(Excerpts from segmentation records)
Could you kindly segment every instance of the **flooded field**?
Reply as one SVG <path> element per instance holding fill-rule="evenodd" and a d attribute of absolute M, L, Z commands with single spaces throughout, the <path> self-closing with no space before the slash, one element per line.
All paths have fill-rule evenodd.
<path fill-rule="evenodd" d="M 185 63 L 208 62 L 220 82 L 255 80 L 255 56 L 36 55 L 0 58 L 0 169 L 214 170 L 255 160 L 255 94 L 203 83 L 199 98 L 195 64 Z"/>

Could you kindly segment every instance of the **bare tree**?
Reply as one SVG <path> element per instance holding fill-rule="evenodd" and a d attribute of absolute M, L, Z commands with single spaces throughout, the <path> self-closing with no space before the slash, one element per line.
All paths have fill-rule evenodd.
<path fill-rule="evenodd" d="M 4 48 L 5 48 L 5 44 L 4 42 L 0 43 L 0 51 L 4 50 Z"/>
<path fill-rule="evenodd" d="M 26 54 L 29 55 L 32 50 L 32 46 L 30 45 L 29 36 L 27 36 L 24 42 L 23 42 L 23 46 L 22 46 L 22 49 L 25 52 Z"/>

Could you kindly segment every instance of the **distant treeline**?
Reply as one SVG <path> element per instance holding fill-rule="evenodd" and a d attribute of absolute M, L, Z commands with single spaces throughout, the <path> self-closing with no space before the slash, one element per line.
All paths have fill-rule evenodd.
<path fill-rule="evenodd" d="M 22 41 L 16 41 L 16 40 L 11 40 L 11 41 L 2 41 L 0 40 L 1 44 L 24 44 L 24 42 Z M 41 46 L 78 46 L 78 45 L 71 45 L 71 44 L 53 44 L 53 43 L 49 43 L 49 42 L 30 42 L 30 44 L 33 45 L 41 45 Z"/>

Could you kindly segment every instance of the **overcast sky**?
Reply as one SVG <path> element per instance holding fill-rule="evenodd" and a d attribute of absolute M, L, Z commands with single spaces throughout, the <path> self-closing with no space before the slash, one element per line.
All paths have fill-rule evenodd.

Given exercise
Reproduce the entire listing above, line for line, with no changes.

Answer for this exercise
Could you kindly segment every instance of the **flooded field**?
Reply as one SVG <path> element per instance holding fill-rule="evenodd" and a d attribute of absolute M, L, Z commands with single spaces throughout, the <path> self-closing with no space before the slash, one element per line.
All paths have fill-rule evenodd.
<path fill-rule="evenodd" d="M 185 63 L 208 62 L 220 82 L 255 80 L 255 56 L 36 55 L 0 58 L 0 169 L 214 170 L 255 160 L 255 94 L 203 83 L 199 98 L 195 64 Z"/>

Could you kindly segment every instance of the **bare tree**?
Reply as one SVG <path> element per instance holding fill-rule="evenodd" and a d attribute of absolute M, L, Z commands with single spaces throughout, the <path> self-closing with no space before the slash, one element per line.
All paths have fill-rule evenodd.
<path fill-rule="evenodd" d="M 4 48 L 5 48 L 5 44 L 4 42 L 0 43 L 0 51 L 4 50 Z"/>
<path fill-rule="evenodd" d="M 26 54 L 29 55 L 32 50 L 32 46 L 30 45 L 29 36 L 27 36 L 24 42 L 23 42 L 23 46 L 22 46 L 22 49 L 25 52 Z"/>

Could you kindly segment every instance of the **distant treeline**?
Reply as one SVG <path> element per instance holding fill-rule="evenodd" and a d attribute of absolute M, L, Z commands with single spaces throughout, the <path> self-closing with no space before the slash, one element per line.
All paths have fill-rule evenodd.
<path fill-rule="evenodd" d="M 22 41 L 16 41 L 16 40 L 11 40 L 11 41 L 2 41 L 0 40 L 1 44 L 24 44 L 24 42 Z M 41 46 L 78 46 L 78 45 L 71 45 L 71 44 L 53 44 L 53 43 L 49 43 L 49 42 L 30 42 L 30 44 L 33 45 L 41 45 Z"/>

Could you kindly segment every instance of the **overcast sky**?
Reply as one SVG <path> element per instance holding fill-rule="evenodd" and a d attribute of absolute M, L, Z commands with single spaces throughout, the <path> self-closing with no space before the slash, one element per line.
All paths have fill-rule evenodd.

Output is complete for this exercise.